[[ Provided material, beginning ]]

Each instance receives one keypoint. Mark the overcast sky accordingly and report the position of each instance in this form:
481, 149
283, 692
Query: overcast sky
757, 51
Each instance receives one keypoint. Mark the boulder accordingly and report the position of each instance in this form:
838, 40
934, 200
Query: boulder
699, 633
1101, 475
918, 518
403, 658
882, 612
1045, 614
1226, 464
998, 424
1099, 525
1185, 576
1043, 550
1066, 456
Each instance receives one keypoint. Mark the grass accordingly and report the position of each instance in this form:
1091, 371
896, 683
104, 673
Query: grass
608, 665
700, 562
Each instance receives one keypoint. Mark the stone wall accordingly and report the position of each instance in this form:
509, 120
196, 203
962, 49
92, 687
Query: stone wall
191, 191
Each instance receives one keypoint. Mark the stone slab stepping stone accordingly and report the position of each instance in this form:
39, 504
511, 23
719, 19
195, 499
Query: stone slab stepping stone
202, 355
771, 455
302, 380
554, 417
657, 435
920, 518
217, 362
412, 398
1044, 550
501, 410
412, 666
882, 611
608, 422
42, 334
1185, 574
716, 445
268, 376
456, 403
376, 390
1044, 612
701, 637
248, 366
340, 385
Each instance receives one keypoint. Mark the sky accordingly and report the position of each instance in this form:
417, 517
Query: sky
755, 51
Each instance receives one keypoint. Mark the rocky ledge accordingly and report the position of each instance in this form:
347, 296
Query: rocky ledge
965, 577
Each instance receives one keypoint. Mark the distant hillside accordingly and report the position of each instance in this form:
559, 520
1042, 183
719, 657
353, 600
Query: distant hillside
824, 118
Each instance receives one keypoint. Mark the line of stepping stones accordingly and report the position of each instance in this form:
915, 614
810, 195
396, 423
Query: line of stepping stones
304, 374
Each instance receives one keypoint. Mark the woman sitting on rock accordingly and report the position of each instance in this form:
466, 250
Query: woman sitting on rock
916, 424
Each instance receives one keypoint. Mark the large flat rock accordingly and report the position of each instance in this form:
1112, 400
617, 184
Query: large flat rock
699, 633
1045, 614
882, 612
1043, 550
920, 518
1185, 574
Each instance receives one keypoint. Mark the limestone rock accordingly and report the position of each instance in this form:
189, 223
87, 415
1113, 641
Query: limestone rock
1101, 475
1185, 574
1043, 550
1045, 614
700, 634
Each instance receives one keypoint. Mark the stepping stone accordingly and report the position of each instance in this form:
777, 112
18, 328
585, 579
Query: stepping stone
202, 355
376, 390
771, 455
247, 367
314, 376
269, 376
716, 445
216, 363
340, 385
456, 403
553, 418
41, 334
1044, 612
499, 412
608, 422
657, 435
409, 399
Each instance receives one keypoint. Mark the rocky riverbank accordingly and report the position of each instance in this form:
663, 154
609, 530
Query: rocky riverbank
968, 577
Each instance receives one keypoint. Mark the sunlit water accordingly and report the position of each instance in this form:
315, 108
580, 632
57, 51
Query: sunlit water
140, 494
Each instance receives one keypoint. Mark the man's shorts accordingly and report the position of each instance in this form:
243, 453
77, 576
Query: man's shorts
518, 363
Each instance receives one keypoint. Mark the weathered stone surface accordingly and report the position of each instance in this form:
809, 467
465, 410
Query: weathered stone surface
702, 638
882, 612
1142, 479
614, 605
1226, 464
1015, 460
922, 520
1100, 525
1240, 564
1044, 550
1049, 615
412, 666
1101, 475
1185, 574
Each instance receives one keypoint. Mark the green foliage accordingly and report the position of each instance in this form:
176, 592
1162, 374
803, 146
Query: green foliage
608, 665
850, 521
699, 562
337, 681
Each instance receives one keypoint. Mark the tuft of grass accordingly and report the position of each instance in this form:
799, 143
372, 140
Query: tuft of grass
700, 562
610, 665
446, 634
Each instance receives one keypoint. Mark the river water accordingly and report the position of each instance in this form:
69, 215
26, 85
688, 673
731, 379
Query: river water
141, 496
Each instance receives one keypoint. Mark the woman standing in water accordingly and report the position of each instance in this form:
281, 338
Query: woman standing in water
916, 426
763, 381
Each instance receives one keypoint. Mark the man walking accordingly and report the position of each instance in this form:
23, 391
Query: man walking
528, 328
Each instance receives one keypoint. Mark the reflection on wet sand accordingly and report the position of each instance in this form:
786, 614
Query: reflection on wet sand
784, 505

[[ Provided material, end ]]

▶ Required action: Please type the entries above out again exactly.

▶ Exercise solution:
Each instance receives one keypoint. Mark the overcast sky accordingly and report the position of each instance in this form:
481, 149
283, 692
Query: overcast sky
757, 51
Each instance receives one keypoint. Mark the boulder accordingly and report the position of each instance in this form:
838, 40
934, 200
Query: boulder
699, 633
1101, 475
918, 518
403, 658
882, 612
1045, 614
1226, 464
998, 424
1099, 525
1185, 576
1043, 550
1066, 456
Each instance receives one keypoint. Mark the grass accordingly and report the position of each instance in this form:
1091, 371
896, 683
104, 673
Query: grass
608, 665
700, 562
Each instance receives one keypoint. Mark the stone wall accordingly and report the position of each instance in this form:
509, 120
196, 203
962, 49
92, 687
Query: stone wall
191, 191
Each instance receives one keypoint. Mark the stone slab stepping stone accordingly and report the position of each instance in this form:
39, 504
511, 23
719, 19
195, 499
Query: stone slab stepping stone
202, 355
771, 455
302, 380
554, 417
657, 435
920, 518
217, 362
412, 398
1044, 550
501, 410
412, 666
882, 611
608, 422
42, 334
1185, 574
716, 445
268, 376
456, 403
376, 390
1044, 612
701, 637
248, 366
340, 385
Each instance receives one keypoint. Mark the sky accordingly and report the position of each instance in this form:
417, 517
Query: sky
755, 51
Each instance receives one keypoint. Mark the rocky ledge accordingly and report the position of each instance in this form:
347, 296
Query: rocky ledge
965, 577
Each instance receives one keypoint. Mark the distant hillside accordingly and report the position of each instance in this form:
559, 520
1042, 183
719, 657
353, 600
Query: distant hillside
824, 118
Each instance receives one keypoint. Mark the line of stepping stones accordingly and report the position of each instance in this form:
915, 614
810, 195
396, 423
Query: line of stepping stones
304, 374
Each instance receives one keypoint. Mark the woman sitting on rock accordingly and report the position of each instance in this form:
466, 250
Query: woman sitting on rock
916, 424
Each instance receives one keypoint. Mark the large flat rock accordingly and report the position of each instance in this form:
1112, 400
617, 184
Query: large flat rock
699, 633
1045, 614
882, 612
1043, 550
920, 518
1185, 574
Each instance receives one keypoint. Mark the limestone rock accordingly and report the position of each instance in this form:
189, 223
87, 415
1113, 641
Query: limestone rock
1101, 475
1185, 574
1043, 550
1045, 614
700, 634
Each instance receives one keypoint. Mark the stepping stone accordingly and report the position of each instance in this form:
777, 112
18, 328
585, 579
Query: stepping stone
202, 355
376, 390
771, 455
247, 367
314, 376
269, 376
716, 445
216, 363
340, 385
456, 403
553, 418
41, 334
1044, 612
499, 412
608, 422
657, 435
409, 399
Each instance receives one keypoint. Mark the rocky riverbank accordingly and report the position of each instance in this form:
663, 154
609, 530
Query: rocky riverbank
968, 577
Each instance receives one keypoint. Mark the sunlit water accordingly and report the position of each instance in this form:
315, 108
580, 632
57, 51
Query: sunlit water
140, 494
Each instance receives one keypoint. Mark the man's shorts accordingly and report the position of each instance in this form:
243, 453
77, 576
Query: man's shorts
518, 363
Each instance receives one keypoint. Mark the weathered stone surface accordingly and report the position of each instance in this form:
809, 467
465, 410
Query: weathered stone surface
702, 638
882, 612
1142, 479
614, 605
1226, 464
1015, 460
922, 520
1100, 525
1240, 564
1044, 550
1049, 615
412, 666
1101, 475
1185, 574
Each instance receives one keypoint. Mark the green foliage accordingly and report the position of each instance in this form:
176, 592
1162, 374
803, 146
Query: green foliage
608, 665
850, 521
699, 562
337, 681
Each instance receives one keypoint. Mark the tuft of grass accordingly and report the position of each instance in this form:
799, 143
372, 140
Query: tuft of grass
700, 562
610, 665
446, 634
Each instance receives one keypoint. Mark the river water accordingly and report the position of each instance in this form:
69, 215
26, 85
688, 673
731, 379
Query: river water
141, 496
Each instance receives one keypoint. Mark the woman standing in water accordingly and report the position of each instance in this form:
281, 338
Query: woman standing in water
916, 426
763, 381
Each instance receives one keypoint. Mark the man walking accordingly and report the position of each instance in this form:
23, 391
Query: man walking
528, 328
Each instance receives one keypoint. Mark the reflection on wet sand accordingly and report the position of each instance in this form:
786, 614
Query: reflection on wet sand
784, 505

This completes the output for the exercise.